## REQUIREMENT
The entries are to be duplicated exactly, though any picture in them must be omitted.

_____

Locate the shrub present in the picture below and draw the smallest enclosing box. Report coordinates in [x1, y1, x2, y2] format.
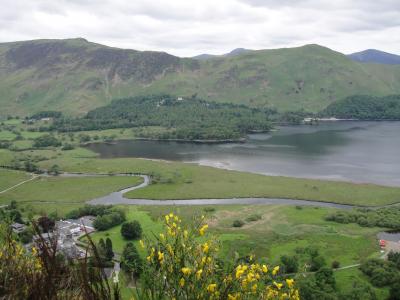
[33, 134, 61, 148]
[61, 143, 74, 151]
[331, 260, 340, 269]
[121, 221, 142, 240]
[136, 212, 298, 299]
[245, 214, 262, 222]
[280, 255, 299, 273]
[203, 207, 216, 213]
[93, 210, 126, 231]
[232, 219, 245, 227]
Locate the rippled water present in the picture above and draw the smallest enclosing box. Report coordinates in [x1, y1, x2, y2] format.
[86, 121, 400, 187]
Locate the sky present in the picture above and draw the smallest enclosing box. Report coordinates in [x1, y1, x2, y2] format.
[1, 0, 399, 57]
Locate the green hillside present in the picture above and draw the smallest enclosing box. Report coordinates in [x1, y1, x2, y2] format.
[1, 39, 400, 116]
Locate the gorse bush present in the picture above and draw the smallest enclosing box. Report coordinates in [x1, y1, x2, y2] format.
[135, 212, 299, 299]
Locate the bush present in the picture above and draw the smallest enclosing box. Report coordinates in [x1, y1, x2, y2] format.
[331, 260, 340, 269]
[33, 134, 61, 148]
[61, 143, 74, 151]
[203, 207, 216, 213]
[232, 219, 245, 227]
[136, 212, 298, 299]
[93, 210, 126, 231]
[121, 221, 142, 240]
[245, 214, 262, 222]
[280, 255, 299, 273]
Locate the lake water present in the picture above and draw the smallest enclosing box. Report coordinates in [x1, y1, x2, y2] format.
[86, 121, 400, 187]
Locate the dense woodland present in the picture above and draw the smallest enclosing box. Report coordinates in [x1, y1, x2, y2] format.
[322, 94, 400, 120]
[52, 95, 273, 140]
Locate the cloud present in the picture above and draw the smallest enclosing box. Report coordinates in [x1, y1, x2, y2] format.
[0, 0, 399, 56]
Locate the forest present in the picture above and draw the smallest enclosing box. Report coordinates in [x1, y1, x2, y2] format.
[322, 94, 400, 120]
[51, 95, 273, 140]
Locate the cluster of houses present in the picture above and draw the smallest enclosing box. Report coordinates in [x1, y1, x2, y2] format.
[12, 216, 96, 259]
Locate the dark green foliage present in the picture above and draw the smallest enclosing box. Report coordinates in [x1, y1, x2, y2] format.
[53, 95, 273, 140]
[203, 207, 216, 213]
[120, 221, 142, 240]
[245, 214, 262, 222]
[331, 261, 340, 269]
[339, 280, 377, 300]
[67, 205, 126, 231]
[93, 211, 126, 231]
[315, 267, 336, 292]
[389, 281, 400, 300]
[388, 251, 400, 270]
[310, 255, 326, 272]
[0, 141, 11, 149]
[280, 255, 298, 273]
[30, 111, 62, 120]
[121, 242, 142, 278]
[61, 143, 74, 150]
[323, 94, 400, 120]
[105, 238, 114, 261]
[232, 220, 245, 228]
[78, 134, 91, 143]
[37, 216, 55, 233]
[18, 228, 33, 244]
[49, 164, 61, 175]
[24, 160, 38, 172]
[325, 207, 400, 229]
[360, 259, 399, 287]
[66, 205, 115, 219]
[33, 134, 61, 148]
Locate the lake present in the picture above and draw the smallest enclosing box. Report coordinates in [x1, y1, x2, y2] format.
[86, 121, 400, 187]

_____

## TASK RESPONSE
Locate the shrub present in the picture below and draw the smallest enclosing box. Report coordinates in [x1, y1, x2, y2] format.
[33, 134, 61, 148]
[61, 143, 74, 151]
[331, 260, 340, 269]
[121, 221, 142, 240]
[136, 212, 298, 299]
[245, 214, 262, 222]
[280, 255, 299, 273]
[203, 207, 216, 213]
[93, 210, 126, 231]
[232, 219, 245, 227]
Locate the rippled water present in the picture above and draw the smallest enclosing box. Report coordinates in [x1, y1, x2, y2] format.
[86, 121, 400, 187]
Locate the sky present in the picture above and draw the smallest enclosing box. Report coordinates in [x1, y1, x2, y2] format.
[1, 0, 399, 57]
Locate the green hillside present in the picture above and draw the smallest enclosing box. Report coordinates in [x1, y1, x2, y2] format.
[1, 39, 400, 116]
Locate the gorse bush present in the picture above and draw the smallest enclosing box. Report coordinates in [x1, y1, x2, y2] format.
[135, 212, 299, 299]
Locate the bush present in the picture above and draw the smallest enclosing box. Report coordinates in [x1, y1, x2, y2] format.
[331, 260, 340, 269]
[33, 134, 61, 148]
[61, 143, 74, 151]
[203, 207, 216, 213]
[232, 219, 245, 227]
[136, 212, 298, 299]
[93, 210, 126, 231]
[121, 221, 142, 240]
[245, 214, 262, 222]
[280, 255, 299, 273]
Locate the lake water present in the picture above and draw the smallest enclosing box. Report coordinates in [x1, y1, x2, y2] format.
[86, 121, 400, 187]
Locate the dense woodland present in the picture above and draw the smallest enclosing box. Report coordinates in [x1, y1, x2, y2] format.
[322, 94, 400, 120]
[52, 95, 273, 140]
Locate the cloud present in the picture above and draw the smallest enclosing box. Report coordinates in [x1, y1, x2, y2] format.
[0, 0, 399, 56]
Locate the forest present in the picture above and draw the smallest enclosing box. Report coordinates in [x1, y1, x2, y2] format.
[322, 94, 400, 120]
[51, 95, 273, 140]
Locate the cluster of houses present in the picture above and draw the smallest enclosing box. Report coordinates in [x1, y1, x2, y2] format.
[12, 216, 96, 259]
Locate the dark green foliage present in the picture above and draw the smallest enclosing box. Report coordinates in [x1, y1, x2, y2] format.
[53, 95, 273, 140]
[203, 207, 216, 213]
[120, 221, 142, 240]
[245, 214, 262, 222]
[331, 261, 340, 269]
[339, 280, 377, 300]
[67, 205, 126, 231]
[93, 211, 126, 231]
[315, 267, 336, 292]
[389, 281, 400, 300]
[388, 251, 400, 270]
[310, 255, 326, 272]
[0, 141, 11, 149]
[280, 255, 298, 273]
[30, 111, 62, 120]
[121, 242, 142, 278]
[61, 143, 74, 150]
[323, 94, 400, 120]
[105, 238, 114, 261]
[232, 220, 245, 228]
[78, 134, 91, 143]
[37, 216, 55, 233]
[18, 228, 33, 244]
[49, 164, 61, 175]
[24, 160, 38, 172]
[325, 207, 400, 229]
[360, 259, 399, 287]
[66, 205, 115, 219]
[33, 134, 61, 148]
Locate the lake present in the picture above and draw the smallest enclosing box. Report coordinates in [x1, y1, x2, y2] format.
[86, 121, 400, 187]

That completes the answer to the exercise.